(ESERCIZI DA SVOLGERE)
a: Secondo il testo sull'autopubblicazione, con quale frequenza Mark Coker fa il riassunto sullo stato di salute dell'autopubblicazione?
b: Scrivi il seguito del testo sull'autopubblicazione, riprendendo dopo l'ultima frase.

(ESTRATTO DEL TESTO)
--

Forse l’autopubblicazione è in pericolo. Due soluzioni


 

di Marco Freccero. Pubblicato il 30 marzo 2020.

 

Forse l’autopubblicazione è in pericolo.

Questa riflessione non è farina del mio sacco, naturalmente. È invece il frutto di una lettura: questo articolo di Mark Coker che una volta all’anno, circa, fa un po’ il riassunto sullo stato di salute dell’autopubblicazione. Certo, si riferisce agli Stati Uniti. Ma mi pare molto azzeccato e valido anche per il piccolo mercato italiano, sempre più asfittico, si dice. Che crede ancora che con una legge dello Stato (che ignora tranquillamente il disastro economico del Paese), si salveranno magicamente le librerie, soprattutto quelle indipendenti.

Ma torniamo all’articolo di Coker.

--

(REGISTRO DEI DATI)
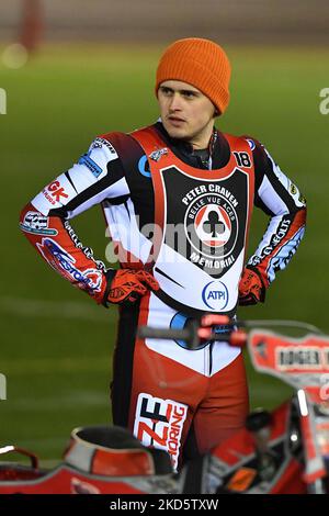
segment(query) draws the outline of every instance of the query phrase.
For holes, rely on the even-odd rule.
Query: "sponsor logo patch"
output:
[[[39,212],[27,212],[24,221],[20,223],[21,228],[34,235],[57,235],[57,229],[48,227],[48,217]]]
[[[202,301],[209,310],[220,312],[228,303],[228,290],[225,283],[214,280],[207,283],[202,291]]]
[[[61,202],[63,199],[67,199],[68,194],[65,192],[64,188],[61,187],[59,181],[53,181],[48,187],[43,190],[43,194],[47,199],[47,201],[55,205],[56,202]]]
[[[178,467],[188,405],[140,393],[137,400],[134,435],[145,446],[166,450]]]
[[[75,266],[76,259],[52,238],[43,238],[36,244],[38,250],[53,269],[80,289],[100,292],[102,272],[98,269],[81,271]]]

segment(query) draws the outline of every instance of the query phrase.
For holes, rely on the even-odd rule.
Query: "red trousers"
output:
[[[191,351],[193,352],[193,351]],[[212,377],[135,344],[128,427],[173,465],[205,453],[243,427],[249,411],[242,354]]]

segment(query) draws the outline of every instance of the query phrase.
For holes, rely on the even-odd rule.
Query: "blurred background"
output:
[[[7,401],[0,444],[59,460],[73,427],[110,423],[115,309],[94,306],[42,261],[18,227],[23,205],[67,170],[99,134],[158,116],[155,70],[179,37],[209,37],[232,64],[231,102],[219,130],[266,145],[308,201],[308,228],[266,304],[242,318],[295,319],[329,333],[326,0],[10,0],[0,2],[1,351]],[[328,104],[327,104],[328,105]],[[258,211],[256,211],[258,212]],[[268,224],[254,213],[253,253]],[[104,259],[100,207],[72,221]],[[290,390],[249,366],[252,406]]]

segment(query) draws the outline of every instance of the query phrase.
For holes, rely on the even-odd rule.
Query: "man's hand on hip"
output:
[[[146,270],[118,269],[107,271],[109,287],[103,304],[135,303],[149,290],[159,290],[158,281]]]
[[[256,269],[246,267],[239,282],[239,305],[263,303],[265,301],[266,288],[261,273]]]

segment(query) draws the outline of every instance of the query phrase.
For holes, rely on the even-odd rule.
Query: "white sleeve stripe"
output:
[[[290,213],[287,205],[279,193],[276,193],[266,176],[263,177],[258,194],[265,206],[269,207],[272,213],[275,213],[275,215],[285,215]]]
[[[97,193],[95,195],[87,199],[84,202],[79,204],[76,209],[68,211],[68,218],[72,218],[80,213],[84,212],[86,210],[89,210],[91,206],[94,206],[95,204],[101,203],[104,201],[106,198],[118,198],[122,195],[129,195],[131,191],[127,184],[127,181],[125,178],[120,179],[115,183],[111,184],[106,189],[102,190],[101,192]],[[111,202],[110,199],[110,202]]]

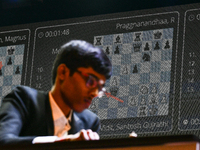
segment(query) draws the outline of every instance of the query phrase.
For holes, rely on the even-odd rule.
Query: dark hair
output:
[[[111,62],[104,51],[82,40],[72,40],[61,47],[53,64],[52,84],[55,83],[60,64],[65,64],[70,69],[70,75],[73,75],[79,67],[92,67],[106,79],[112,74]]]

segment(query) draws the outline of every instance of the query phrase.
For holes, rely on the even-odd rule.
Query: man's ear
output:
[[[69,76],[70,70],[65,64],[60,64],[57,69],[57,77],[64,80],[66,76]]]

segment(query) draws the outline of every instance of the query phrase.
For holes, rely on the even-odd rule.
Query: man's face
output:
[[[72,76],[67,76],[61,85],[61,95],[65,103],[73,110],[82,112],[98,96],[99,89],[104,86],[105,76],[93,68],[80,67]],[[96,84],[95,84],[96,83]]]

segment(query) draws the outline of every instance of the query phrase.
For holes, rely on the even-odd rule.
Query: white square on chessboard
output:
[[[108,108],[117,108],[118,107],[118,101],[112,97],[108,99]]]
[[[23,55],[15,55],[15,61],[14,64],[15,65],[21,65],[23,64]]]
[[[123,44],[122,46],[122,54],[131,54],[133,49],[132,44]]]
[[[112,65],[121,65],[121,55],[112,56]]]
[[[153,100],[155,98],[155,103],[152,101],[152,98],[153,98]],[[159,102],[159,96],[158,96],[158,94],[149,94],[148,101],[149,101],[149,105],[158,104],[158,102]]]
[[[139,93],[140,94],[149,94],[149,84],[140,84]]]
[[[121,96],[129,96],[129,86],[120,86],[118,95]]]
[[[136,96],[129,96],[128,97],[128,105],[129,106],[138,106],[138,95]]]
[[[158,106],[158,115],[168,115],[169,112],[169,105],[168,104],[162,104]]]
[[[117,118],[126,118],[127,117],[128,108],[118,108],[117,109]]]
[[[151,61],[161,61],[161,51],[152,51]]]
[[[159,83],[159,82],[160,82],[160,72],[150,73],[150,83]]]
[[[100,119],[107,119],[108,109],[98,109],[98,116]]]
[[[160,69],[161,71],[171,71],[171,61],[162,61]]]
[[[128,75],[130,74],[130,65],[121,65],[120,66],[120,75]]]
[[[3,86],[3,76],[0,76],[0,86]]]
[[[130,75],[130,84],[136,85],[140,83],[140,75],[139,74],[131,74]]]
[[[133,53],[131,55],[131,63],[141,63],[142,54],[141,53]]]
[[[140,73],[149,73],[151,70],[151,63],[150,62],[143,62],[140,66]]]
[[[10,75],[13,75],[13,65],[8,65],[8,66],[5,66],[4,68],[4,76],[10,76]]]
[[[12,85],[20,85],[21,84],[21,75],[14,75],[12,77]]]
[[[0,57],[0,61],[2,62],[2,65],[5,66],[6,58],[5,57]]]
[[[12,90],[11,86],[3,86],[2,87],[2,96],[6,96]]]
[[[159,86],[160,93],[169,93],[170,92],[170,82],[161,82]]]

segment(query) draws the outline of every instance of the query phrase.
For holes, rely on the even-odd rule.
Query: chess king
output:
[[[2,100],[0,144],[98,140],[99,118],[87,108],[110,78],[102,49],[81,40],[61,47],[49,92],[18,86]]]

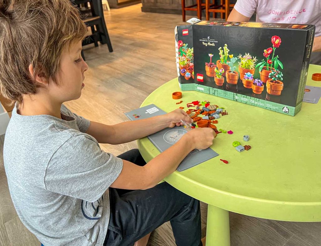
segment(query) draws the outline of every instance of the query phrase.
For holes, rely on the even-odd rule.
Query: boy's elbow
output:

--

(LE RISPOSTE)
a: Circa una volta all'anno.

b:
Un “pericolo” chiamato Amazon

Il grosso pericolo (e non è affatto una novità, a parere mio), si chiama “Amazon”. Che senso ha essere autori indipendenti se buona parte delle proprie vendite dipendono solo da un negozio online? Che indipendenza è dipendere da una sola fonte di reddito (per quelli che riescono a guadagnare un po’)? E non solo.

Il problema è che siccome il sistema è in evoluzione (oppure: impone l’evoluzione?) per riuscire a non perdere posizioni è necessario inseguire. Imparare e imparare sempre e sempre di più. Mai sedersi sugli allori: mai. Non è proprio previsto.

Un sacco di gente dice che il futuro è nei banner pubblicitari di Facebook e adesso anche in quelli di Amazon. Devi studiare e studiare il loro meccanismo, provare e riprovare (vale a dire: buttare soldi perché la faccenda ingrani e tu riesca a vedere qualche risultato), e ancora una volta restare sempre aggiornato perché non si sa mai. Dall’oggi al domani (sempre per offrire “la migliore esperienza di lettura”: ovviamente), si cambia l’algoritmo, e quello che credevi di avere imparato, è diventato inutile. Devi ricominciare da capo.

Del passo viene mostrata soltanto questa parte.